- [REQUIREMENT A] From the Cornel West post, repeat the stretch from "My question is: Why" through "him a counterfeit." word for word.
- [REQUIREMENT B]
Answer these questions using the Cornel West post:
(i) In which publication did Cornel West's interview appear?
(ii) Who investigated the backchannel message about NAFTA and showed which campaign had sent it?
(iii) In what year, according to the writer, should people like Cornel West have recognized Obama's counterfeit nature?

Monday, August 25, 2014

Cornel West wakes up

Lots of people are talking about Cornel West's interview in Salon. The subject, of course, is Obama:
No, the thing is he posed as a progressive and turned out to be counterfeit. We ended up with a Wall Street presidency, a drone presidency, a national security presidency. The torturers go free. The Wall Street executives go free. The war crimes in the Middle East, especially now in Gaza, the war criminals go free. And yet, you know, he acted as if he was both a progressive and as if he was concerned about the issues of serious injustice and inequality and it turned out that he’s just another neoliberal centrist with a smile and with a nice rhetorical flair.
My question is: Why were people like Cornel West unable to recognize Obama's counterfeit nature back in 2008? I could see it. It was as plain as a dog turd on a frozen lake. He was so obviously counterfeit that I don't even feel comfortable calling him a counterfeit.

Let me list just a few of the clues...

1. Obama's big lie about NAFTA and free trade agreements. In campaign literature, he claimed to be a NAFTA opponent -- but before running for the presidency, he had supported NAFTA. The record was clear to those who (like myself) had bothered to look it up. When he was caught sending a backchannel message to the Canadians ("Relax, guys: This anti-NAFTA stuff is all a ruse for the rubes!"), his followers invented a fake story claiming that it was Hillary who had sent the message. The Canadians investigated and proved that Obama, not Hillary, was the guilty party -- a fact which most of the American media, for some strange reason, refused to discuss.

Why didn't Cornel West notice any of this?

2. Obama's likely CIA background. Okay, I don't blame West for not talking about this angle. Respectable people don't like CIA stories. Such allegations are too weird, too paranoid, too Alex Jones-ish. But I believe that this one has substance.

- [Records from a dataset]
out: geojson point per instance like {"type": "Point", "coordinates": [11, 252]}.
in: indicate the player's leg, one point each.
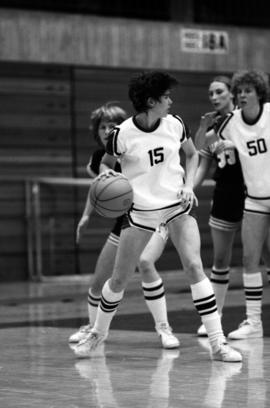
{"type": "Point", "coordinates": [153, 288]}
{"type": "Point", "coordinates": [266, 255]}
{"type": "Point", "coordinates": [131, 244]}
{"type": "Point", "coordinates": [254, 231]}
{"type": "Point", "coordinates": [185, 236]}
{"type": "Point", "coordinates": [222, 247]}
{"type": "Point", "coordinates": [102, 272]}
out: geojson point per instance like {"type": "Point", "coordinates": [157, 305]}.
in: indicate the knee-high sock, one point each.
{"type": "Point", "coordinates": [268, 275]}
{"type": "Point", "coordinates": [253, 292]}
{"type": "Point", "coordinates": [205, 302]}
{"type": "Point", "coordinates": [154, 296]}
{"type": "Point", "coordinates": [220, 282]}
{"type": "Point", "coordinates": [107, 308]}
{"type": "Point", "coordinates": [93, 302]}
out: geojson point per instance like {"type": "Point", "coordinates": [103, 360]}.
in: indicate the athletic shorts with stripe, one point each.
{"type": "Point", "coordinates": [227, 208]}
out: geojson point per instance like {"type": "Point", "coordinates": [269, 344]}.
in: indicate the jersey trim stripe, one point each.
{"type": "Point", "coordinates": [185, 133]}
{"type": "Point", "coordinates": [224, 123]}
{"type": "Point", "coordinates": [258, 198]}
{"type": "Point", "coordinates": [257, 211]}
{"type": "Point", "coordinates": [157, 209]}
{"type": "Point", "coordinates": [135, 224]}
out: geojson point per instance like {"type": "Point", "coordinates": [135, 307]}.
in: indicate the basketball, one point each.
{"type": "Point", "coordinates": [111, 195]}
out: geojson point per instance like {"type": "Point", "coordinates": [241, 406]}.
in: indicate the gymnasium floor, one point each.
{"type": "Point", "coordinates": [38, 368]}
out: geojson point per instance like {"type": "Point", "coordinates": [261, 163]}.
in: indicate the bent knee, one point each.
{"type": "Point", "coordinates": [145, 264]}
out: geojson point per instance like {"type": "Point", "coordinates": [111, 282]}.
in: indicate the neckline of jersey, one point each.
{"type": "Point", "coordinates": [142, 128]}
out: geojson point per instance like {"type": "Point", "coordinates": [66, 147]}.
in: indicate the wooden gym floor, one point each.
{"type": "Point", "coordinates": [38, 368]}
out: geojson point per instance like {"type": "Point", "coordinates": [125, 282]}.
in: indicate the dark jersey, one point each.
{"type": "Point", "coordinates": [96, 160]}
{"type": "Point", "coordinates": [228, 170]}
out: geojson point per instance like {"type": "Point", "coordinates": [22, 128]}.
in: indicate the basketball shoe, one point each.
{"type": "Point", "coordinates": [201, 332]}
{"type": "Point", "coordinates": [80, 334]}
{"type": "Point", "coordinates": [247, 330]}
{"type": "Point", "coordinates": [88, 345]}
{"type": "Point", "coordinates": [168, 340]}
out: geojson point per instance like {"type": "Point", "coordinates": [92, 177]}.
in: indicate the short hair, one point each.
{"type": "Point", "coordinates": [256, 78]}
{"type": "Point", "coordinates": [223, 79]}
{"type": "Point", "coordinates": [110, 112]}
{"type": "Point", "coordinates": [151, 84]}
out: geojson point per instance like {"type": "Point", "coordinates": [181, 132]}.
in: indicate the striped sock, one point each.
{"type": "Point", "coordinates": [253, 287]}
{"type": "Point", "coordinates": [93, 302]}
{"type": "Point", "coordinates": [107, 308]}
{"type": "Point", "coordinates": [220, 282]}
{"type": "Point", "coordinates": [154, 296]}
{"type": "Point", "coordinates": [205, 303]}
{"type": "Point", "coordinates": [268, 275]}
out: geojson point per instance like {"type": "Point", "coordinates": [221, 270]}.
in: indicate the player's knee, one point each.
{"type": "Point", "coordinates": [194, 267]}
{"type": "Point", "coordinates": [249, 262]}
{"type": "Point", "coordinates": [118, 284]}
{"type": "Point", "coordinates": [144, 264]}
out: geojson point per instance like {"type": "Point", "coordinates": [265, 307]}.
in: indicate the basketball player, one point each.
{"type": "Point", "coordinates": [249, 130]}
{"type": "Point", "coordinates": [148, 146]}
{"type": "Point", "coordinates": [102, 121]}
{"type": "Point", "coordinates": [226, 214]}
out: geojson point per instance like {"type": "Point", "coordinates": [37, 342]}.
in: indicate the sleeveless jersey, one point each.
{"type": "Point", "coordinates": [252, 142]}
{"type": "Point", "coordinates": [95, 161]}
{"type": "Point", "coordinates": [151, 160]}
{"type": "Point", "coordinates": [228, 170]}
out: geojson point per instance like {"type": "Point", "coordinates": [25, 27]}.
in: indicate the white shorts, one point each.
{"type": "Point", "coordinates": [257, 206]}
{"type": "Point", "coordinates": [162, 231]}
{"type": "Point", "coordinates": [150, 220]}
--
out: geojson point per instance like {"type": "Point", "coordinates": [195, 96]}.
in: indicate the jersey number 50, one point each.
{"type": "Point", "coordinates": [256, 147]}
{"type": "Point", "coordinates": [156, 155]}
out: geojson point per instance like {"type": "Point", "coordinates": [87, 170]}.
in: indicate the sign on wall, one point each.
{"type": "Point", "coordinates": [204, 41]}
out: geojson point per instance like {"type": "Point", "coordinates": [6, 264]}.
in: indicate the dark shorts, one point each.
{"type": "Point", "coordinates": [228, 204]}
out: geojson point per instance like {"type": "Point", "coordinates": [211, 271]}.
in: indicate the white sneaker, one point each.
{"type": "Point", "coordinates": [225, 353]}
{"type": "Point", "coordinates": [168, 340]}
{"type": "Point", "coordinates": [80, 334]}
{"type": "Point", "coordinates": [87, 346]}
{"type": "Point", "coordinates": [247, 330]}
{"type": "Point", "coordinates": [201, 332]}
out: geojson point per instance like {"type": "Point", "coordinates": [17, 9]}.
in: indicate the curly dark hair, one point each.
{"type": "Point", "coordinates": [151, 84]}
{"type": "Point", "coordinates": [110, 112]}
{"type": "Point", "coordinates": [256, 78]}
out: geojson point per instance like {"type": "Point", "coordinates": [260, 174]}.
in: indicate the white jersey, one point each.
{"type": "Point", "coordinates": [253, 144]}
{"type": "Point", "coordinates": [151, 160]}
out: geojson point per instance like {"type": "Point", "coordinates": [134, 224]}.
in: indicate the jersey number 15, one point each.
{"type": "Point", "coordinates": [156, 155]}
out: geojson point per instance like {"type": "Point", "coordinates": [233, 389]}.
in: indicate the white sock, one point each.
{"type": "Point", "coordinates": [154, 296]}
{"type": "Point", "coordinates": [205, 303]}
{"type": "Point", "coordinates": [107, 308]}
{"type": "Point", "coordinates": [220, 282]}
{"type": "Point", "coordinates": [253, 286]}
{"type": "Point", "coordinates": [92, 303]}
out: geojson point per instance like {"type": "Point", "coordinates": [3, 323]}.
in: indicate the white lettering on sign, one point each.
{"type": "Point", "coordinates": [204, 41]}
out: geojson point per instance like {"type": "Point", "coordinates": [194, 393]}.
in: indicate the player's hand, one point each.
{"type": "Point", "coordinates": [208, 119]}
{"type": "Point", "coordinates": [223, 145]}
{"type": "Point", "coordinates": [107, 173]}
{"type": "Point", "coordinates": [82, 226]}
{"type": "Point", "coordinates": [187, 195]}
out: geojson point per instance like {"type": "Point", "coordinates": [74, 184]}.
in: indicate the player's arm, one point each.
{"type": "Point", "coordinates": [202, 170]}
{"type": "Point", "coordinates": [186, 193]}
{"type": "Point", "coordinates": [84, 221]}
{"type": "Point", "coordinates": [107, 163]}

- [EXERCISE SOLUTION A]
My question is: Why were people like Cornel West unable to recognize Obama's counterfeit nature back in 2008? I could see it. It was as plain as a dog turd on a frozen lake. He was so obviously counterfeit that I don't even feel comfortable calling him a counterfeit.

- [EXERCISE SOLUTION B]
(i) Salon
(ii) The Canadians
(iii) 2008